Extract provided.
BEGIN

Esther Duflo, a French-American economist, who has won the Nobel in Economics jointly with her Indian-American husband Abhijit Banerjee and Harvard economist Michael Kremer on Monday, is the second woman and the youngest person ever to receive the Nobel in economic sciences. She is the Abdul Latif Jameel Professor of Poverty Alleviation and Development Economics at the Massachusetts Institute of Technology (MIT) and is also the co-founder and co-director of the Abdul Latif Jameel Poverty Action Lab.
Duflo, 42, born 1972 in Paris, she has worked on various departments like that of health, education, financial inclusion, environment and governance.
She has a PhD in Economics from MIT, a Masters in Economics from DELTA in Paris and a Maitrise in history and economics from Ecole Normale Supérieure, also in Paris. In her research, she seeks to understand the economic lives of the poor, with the aim to help design and evaluate social policies.

END

Stored dataset items.
BEGIN

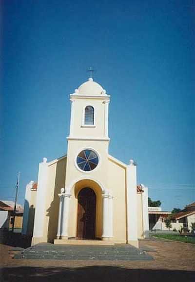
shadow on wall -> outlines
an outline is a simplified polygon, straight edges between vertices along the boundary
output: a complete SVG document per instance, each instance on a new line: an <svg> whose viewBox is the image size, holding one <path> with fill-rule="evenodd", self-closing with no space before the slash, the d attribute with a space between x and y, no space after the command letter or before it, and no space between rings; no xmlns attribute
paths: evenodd
<svg viewBox="0 0 195 282"><path fill-rule="evenodd" d="M35 219L35 208L33 205L31 205L29 209L29 220L28 221L28 227L27 235L30 236L31 237L33 236L33 229L34 229L34 222Z"/></svg>
<svg viewBox="0 0 195 282"><path fill-rule="evenodd" d="M57 234L59 203L58 194L61 188L65 187L66 168L66 158L58 161L56 164L54 198L50 207L47 210L47 216L49 217L47 233L47 240L49 243L54 243Z"/></svg>
<svg viewBox="0 0 195 282"><path fill-rule="evenodd" d="M129 269L117 266L86 266L78 268L36 267L1 268L2 281L150 281L150 282L195 281L195 273L183 270L163 269Z"/></svg>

END

Exercise brief. In the profile of Esther Duflo, where did she earn her Masters in Economics?

Exercise response. DELTA in Paris